Objective:
Reproduce every one of the following records word for word, changing nothing.

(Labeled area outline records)
——
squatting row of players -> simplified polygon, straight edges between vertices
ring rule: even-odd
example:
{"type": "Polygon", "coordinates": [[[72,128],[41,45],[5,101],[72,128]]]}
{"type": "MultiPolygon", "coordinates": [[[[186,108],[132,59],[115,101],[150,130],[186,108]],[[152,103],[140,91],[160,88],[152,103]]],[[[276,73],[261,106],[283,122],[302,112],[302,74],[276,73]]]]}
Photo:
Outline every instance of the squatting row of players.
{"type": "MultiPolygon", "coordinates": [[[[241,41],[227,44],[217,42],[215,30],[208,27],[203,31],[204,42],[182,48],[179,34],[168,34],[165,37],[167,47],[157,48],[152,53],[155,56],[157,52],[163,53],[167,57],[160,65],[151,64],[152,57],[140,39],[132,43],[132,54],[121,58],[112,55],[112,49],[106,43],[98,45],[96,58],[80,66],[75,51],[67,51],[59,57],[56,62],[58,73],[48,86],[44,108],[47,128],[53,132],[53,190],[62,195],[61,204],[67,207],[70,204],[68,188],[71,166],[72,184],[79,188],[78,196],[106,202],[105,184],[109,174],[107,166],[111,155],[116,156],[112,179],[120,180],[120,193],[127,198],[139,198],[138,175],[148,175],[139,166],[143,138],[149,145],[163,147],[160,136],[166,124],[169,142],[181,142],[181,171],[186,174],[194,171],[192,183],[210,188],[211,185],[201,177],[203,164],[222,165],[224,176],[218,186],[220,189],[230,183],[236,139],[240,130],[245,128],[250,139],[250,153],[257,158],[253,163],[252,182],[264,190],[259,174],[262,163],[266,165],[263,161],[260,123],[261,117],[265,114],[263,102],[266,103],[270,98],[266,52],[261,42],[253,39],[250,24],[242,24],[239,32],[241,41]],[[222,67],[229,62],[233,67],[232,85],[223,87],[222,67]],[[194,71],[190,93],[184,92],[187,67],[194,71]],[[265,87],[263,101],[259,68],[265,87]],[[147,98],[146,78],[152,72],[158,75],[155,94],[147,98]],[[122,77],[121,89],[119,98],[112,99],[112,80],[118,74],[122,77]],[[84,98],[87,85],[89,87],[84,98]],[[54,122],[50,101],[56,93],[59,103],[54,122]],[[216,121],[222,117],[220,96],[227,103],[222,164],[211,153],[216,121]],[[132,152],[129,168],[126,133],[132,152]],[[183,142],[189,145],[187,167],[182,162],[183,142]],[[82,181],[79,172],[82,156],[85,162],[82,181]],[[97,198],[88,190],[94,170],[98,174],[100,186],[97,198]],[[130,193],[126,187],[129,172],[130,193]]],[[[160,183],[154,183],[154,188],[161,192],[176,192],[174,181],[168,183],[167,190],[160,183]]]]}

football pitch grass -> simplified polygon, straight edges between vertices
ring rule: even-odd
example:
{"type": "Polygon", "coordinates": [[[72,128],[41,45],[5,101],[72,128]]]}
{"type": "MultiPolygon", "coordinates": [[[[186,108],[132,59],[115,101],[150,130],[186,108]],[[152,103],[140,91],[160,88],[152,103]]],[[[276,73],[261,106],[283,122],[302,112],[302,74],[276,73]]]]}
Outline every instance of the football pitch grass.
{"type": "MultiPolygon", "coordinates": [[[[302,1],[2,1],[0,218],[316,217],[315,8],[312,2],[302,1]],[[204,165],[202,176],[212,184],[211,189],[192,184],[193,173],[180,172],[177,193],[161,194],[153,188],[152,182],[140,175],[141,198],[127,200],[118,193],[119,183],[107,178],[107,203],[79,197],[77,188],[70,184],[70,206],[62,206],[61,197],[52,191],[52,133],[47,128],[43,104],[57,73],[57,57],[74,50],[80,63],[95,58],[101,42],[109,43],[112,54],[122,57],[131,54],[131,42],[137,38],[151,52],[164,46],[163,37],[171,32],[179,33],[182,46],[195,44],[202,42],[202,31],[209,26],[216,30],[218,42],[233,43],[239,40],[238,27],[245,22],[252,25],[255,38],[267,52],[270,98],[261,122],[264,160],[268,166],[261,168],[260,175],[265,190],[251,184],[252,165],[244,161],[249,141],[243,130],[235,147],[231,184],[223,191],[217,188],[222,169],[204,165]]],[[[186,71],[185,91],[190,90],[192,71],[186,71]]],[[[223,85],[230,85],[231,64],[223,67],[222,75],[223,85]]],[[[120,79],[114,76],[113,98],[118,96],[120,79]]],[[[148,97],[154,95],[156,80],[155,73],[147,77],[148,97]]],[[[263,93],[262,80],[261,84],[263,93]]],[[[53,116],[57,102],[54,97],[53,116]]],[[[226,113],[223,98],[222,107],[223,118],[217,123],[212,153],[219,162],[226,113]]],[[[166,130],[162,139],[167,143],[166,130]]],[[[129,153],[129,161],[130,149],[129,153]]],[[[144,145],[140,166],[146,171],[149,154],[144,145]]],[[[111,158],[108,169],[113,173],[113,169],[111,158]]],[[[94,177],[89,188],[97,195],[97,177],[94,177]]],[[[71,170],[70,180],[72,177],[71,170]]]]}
——
Solution:
squatting row of players -> simplified polygon, straight edges between vertices
ring rule: even-odd
example:
{"type": "Polygon", "coordinates": [[[72,128],[41,45],[5,101],[72,128]]]}
{"type": "MultiPolygon", "coordinates": [[[[186,108],[132,59],[115,101],[150,130],[186,108]],[[152,103],[140,91],[160,88],[152,103]]],[[[276,73],[261,106],[283,122],[302,112],[302,74],[276,73]]]]}
Photo:
Outline every instance of the squatting row of players.
{"type": "MultiPolygon", "coordinates": [[[[241,41],[227,44],[217,42],[215,30],[208,27],[203,31],[204,42],[182,48],[179,34],[168,34],[165,37],[167,47],[157,48],[152,53],[155,56],[157,52],[163,53],[167,57],[160,65],[151,64],[152,57],[140,39],[132,43],[132,54],[121,58],[112,55],[112,49],[106,43],[98,45],[96,58],[80,66],[75,51],[67,51],[59,57],[56,62],[58,73],[48,86],[44,108],[47,128],[53,132],[53,190],[62,195],[61,204],[67,207],[70,204],[68,188],[71,166],[72,184],[79,188],[78,196],[106,202],[105,184],[109,174],[107,166],[111,155],[116,156],[112,179],[120,180],[120,193],[127,198],[139,198],[138,175],[148,175],[139,166],[143,138],[149,145],[163,147],[160,136],[166,124],[169,142],[181,142],[181,171],[186,174],[194,171],[192,183],[210,188],[211,185],[201,177],[203,164],[222,165],[224,176],[218,186],[220,189],[230,183],[236,139],[240,130],[245,128],[250,139],[250,153],[257,158],[253,163],[252,182],[264,190],[259,174],[262,163],[266,165],[263,161],[260,123],[261,117],[265,114],[263,102],[266,103],[270,98],[266,52],[261,42],[253,39],[250,24],[242,24],[239,32],[241,41]],[[222,67],[229,62],[233,67],[232,85],[223,87],[222,67]],[[194,71],[190,93],[184,92],[187,67],[194,71]],[[265,87],[263,101],[259,68],[265,87]],[[147,98],[146,78],[152,72],[158,75],[155,94],[147,98]],[[122,77],[121,89],[119,98],[112,99],[112,80],[118,74],[122,77]],[[84,98],[87,85],[89,87],[84,98]],[[54,122],[50,101],[56,93],[59,103],[54,122]],[[216,121],[222,117],[220,96],[227,103],[222,164],[211,153],[216,121]],[[132,152],[129,168],[126,133],[132,152]],[[183,142],[189,145],[187,167],[182,162],[183,142]],[[82,181],[79,172],[82,156],[85,162],[82,181]],[[97,198],[88,190],[94,170],[98,174],[100,186],[97,198]],[[130,193],[126,187],[129,172],[130,193]]],[[[160,183],[154,183],[154,188],[161,192],[176,192],[174,181],[168,183],[167,190],[160,183]]]]}

football pitch grass -> simplified polygon, straight edges between vertices
ring rule: even-odd
example:
{"type": "Polygon", "coordinates": [[[72,128],[41,45],[5,101],[72,128]]]}
{"type": "MultiPolygon", "coordinates": [[[[186,108],[132,59],[115,101],[150,130],[186,108]],[[152,103],[140,91],[160,88],[152,103]]],[[[276,73],[261,106],[283,122],[302,112],[302,74],[276,73]]]]}
Outline every instance of the football pitch grass.
{"type": "MultiPolygon", "coordinates": [[[[302,1],[2,1],[0,218],[316,217],[315,8],[312,2],[302,1]],[[204,165],[202,176],[212,184],[211,189],[192,184],[193,173],[180,172],[177,193],[161,194],[153,188],[152,182],[140,175],[141,198],[127,200],[118,193],[119,183],[107,178],[107,203],[79,197],[77,188],[70,184],[70,206],[62,206],[61,197],[52,191],[52,133],[47,128],[43,104],[57,73],[57,57],[74,50],[80,63],[95,58],[101,42],[109,43],[112,54],[122,57],[131,54],[131,42],[137,38],[151,52],[164,46],[163,37],[171,32],[179,33],[182,46],[195,44],[202,42],[202,31],[209,26],[216,30],[218,42],[233,43],[239,40],[238,27],[245,22],[252,25],[255,38],[267,52],[270,98],[261,122],[264,160],[268,166],[261,168],[260,175],[265,190],[251,184],[252,165],[244,161],[249,141],[243,130],[235,147],[231,184],[223,191],[217,188],[222,169],[204,165]]],[[[186,71],[185,91],[190,90],[192,71],[186,71]]],[[[223,85],[230,85],[231,64],[223,67],[222,75],[223,85]]],[[[120,79],[114,76],[113,98],[118,96],[120,79]]],[[[148,97],[154,95],[156,80],[155,73],[147,77],[148,97]]],[[[263,93],[262,80],[261,84],[263,93]]],[[[53,116],[57,102],[54,97],[53,116]]],[[[226,113],[223,98],[222,107],[223,118],[217,123],[212,153],[219,162],[226,113]]],[[[166,130],[162,139],[167,143],[166,130]]],[[[129,153],[129,161],[130,149],[129,153]]],[[[144,145],[140,166],[146,171],[149,154],[144,145]]],[[[111,158],[108,169],[113,173],[113,169],[111,158]]],[[[94,177],[89,188],[97,195],[97,177],[94,177]]],[[[71,170],[70,180],[72,177],[71,170]]]]}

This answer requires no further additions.